Set the data down exactly as it stands, and keep its pictures out.

Image-grounded pointing data
◇ ◇ ◇
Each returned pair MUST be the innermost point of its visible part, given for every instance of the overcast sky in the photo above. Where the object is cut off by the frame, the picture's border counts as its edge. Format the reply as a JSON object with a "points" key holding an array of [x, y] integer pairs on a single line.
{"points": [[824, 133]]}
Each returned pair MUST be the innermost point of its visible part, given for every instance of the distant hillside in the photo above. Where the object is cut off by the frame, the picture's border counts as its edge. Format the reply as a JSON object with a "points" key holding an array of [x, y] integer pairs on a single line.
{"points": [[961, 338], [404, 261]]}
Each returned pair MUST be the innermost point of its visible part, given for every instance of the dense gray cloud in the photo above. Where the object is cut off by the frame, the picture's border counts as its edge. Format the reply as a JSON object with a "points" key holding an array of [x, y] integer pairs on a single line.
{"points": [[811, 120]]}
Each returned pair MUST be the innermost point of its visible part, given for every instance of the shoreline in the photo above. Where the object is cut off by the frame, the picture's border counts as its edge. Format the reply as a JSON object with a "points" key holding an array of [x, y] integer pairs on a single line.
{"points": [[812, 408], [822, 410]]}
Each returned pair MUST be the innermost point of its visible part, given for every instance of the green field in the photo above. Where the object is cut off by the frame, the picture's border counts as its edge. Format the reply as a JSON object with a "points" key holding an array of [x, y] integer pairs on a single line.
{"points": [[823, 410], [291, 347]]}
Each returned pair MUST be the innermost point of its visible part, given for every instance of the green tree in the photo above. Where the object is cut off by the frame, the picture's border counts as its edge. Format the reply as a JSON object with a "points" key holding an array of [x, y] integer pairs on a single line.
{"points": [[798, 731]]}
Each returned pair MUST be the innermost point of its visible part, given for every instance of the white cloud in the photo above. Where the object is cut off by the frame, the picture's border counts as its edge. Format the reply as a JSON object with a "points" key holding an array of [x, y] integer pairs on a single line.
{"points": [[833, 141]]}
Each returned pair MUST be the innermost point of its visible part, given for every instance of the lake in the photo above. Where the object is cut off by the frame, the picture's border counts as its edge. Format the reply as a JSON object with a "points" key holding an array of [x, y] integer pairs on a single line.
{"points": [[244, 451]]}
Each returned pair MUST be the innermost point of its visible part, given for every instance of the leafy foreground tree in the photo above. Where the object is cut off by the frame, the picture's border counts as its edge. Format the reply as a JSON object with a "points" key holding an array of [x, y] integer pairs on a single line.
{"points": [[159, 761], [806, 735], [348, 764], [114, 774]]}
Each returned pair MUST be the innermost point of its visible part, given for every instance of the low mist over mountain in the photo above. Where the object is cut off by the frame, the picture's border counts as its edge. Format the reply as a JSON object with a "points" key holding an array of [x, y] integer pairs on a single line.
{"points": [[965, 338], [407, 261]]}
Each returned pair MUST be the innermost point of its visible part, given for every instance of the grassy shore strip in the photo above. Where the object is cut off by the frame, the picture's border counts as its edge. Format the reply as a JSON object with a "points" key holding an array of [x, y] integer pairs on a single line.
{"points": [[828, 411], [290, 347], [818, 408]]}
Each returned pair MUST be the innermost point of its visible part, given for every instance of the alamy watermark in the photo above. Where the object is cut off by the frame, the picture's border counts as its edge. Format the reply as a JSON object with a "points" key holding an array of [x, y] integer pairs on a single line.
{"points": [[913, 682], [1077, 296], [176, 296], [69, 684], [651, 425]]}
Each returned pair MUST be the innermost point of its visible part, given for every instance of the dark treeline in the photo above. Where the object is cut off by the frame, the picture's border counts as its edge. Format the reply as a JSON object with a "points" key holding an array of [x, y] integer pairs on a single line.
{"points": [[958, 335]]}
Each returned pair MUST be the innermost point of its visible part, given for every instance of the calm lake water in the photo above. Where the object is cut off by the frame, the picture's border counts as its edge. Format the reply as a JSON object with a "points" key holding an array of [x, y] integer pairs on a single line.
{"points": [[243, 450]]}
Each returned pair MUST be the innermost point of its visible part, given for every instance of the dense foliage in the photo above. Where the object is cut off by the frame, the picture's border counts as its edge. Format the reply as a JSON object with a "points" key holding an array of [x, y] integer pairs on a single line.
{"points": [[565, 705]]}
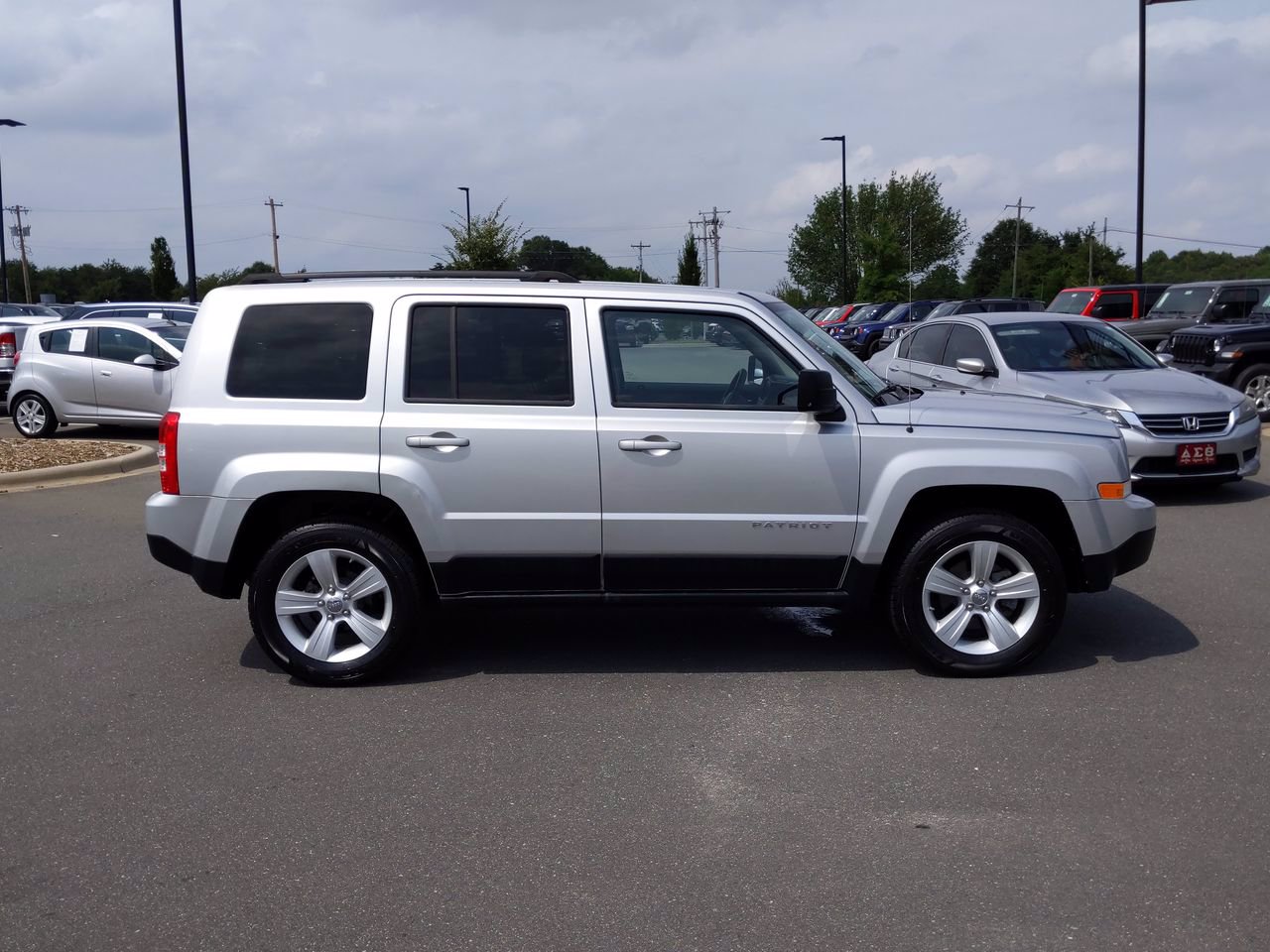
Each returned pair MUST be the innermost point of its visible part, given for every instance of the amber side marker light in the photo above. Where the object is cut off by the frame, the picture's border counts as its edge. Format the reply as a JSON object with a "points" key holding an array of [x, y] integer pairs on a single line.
{"points": [[1112, 490]]}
◇ ◇ ◇
◆ Answer section:
Each returned pair MUST be the innermost point of its visible part, given for every instance of the overcast sky in the photo above. Where the object is cut off by the frame, the picture's border counts as its edge. Format the reply as a JSON object with a "points" key holding an array of [x, y] integer pairs on a single line.
{"points": [[824, 133]]}
Each returned pair MUST be the innermost point of its visible part, given for every instance of the distant hillside in the photo above. Where the object is cut off by the frame, the picture's border counts as its edge. Format the reply as a JSON object with a "points" key holding an array of [x, y] integer pairs on a single line.
{"points": [[961, 338], [404, 261]]}
Each returned pair MUST be the innermost point of its visible part, given for every instance of the dense gray cloud in the photo above. Where the object is cut off by the frame, the picture's border counts as its edge. Format the reply as a JSON object with a "points" key holding an array of [x, y] integer pairs on a single line.
{"points": [[811, 120]]}
Each returned pair MUST be the innermost point of its visible part, given for every instance of the shoreline in the photo above. Where the object is cut off by the frame, the picture's border counts as its edge. Format the reply as a JSON object with a "points" key holding an array of [x, y] integer pairs on a single line.
{"points": [[812, 408], [822, 410]]}
Each returned pair MUST be the innermost point of its visible part, given for every instance of the green field in the photo above. Where the object is cut off by the frame, the picture's border counts as its edge. Format the reply as a JSON object with a "points" key holding an array of [x, y] integer pairs on a single line.
{"points": [[823, 410], [291, 347]]}
Each returned pair MUST be the innermost point of its visible part, given for every instance of the green tree in the photo above. Where the object is cut off by the frame, the picture's border counts as its edge. Format the reply as a JSON object with a "points" key holding an array of [x, y] integer pairs on a single line.
{"points": [[798, 731]]}
Each returned pair MUST be the innermost point of its visible part, given for every instance of the white cloud in the photo above. Where the object is cut off by the frame, the picture's border counts as its edge. Format the reply as a JSON object with a "points" key holding an array of [x, y] integer pairs on a single line.
{"points": [[833, 141]]}
Each returned pair MUST be the innermost point of its visible part, given for every instance of the lake in the photo above. Where the object is cut off by the frame, the picture's border counts as its edge. Format the reply as a JSON object with a "points" key holding an array of [x, y] integer pairs on a single line.
{"points": [[244, 451]]}
Each returned pair MUST be the innermost point of its visible part, given for every instance of the leafy foreground tree in the photo above. Where the object is cut off by the frame, the picture's border counts as its edge. Format the reply as a JSON object with a "points" key holding an array of [x, y] integer pairs on a single line.
{"points": [[159, 761], [806, 735], [348, 764], [114, 774]]}
Each returned pair MUST be the innermost point of its visible part, given for every instance of the low mist over mountain in the photo above. Where the object is cut off by the frame, the picture's border counts as its edge. Format the reply as a JSON object with a "points" key holding an array of [x, y] integer pairs on a single line.
{"points": [[965, 338], [407, 261]]}
Each returned pair MUST be the innermost point of its visible part, given for every instance of the grassy shore strip in the photo above. Where the object is cut off by the frame, the picture's border counts as its edge. Format the reply as a JSON object with a "points" key holding an array of [x, y] integer pairs on a single line.
{"points": [[828, 411], [290, 347], [818, 408]]}
Each returned pair MUST be the innermost point of its visible part, given for every instance of the alamy watermark in the photo above. Where the object is cut off by the frame, the picture's border counts as its edge. Format the reply as a JSON object with a "points" key holding an array of [x, y] integer pairs on a single line.
{"points": [[913, 682], [1077, 296], [176, 296], [69, 684], [651, 425]]}
Each returned pair MUST be the innermost point of its visible part, given for every instance of the dark treeline in the photo above. Where the object is cut off by the frame, the picture's border counts as its edge. Format the reply as a JSON object with a "points" key holding an array of [x, y] integer pairs on a single line.
{"points": [[958, 335]]}
Each returned pair MUST be the innermost point of its visible part, given for every instance of the calm lake water in the photo above. Where the object is cut off by the frame, the picture's border counts as its edge. Format the reply as a JSON object with a "points" key holding an array of [x, y] integer pairs on a single line.
{"points": [[243, 450]]}
Each returned pair MUST be the innermost point of its visible part, given for every instance of the dense foliage in the photo above. Where the object is cut off by the frame, the picture's border counts as its edge. Format the reply as a JSON object with a "points" key holding an array of [x, y] integer pairs on a single line.
{"points": [[565, 705]]}
Each returned pair MUST be the innermost point of its visible part, given for every instance of the amber side marker light in the photo above. Where the object is cut off by the frame, the picture's border counts as its edge. Format the reply as a JSON object with a "points" key holding an array of [x, y] integer pairs on a single line.
{"points": [[1112, 490]]}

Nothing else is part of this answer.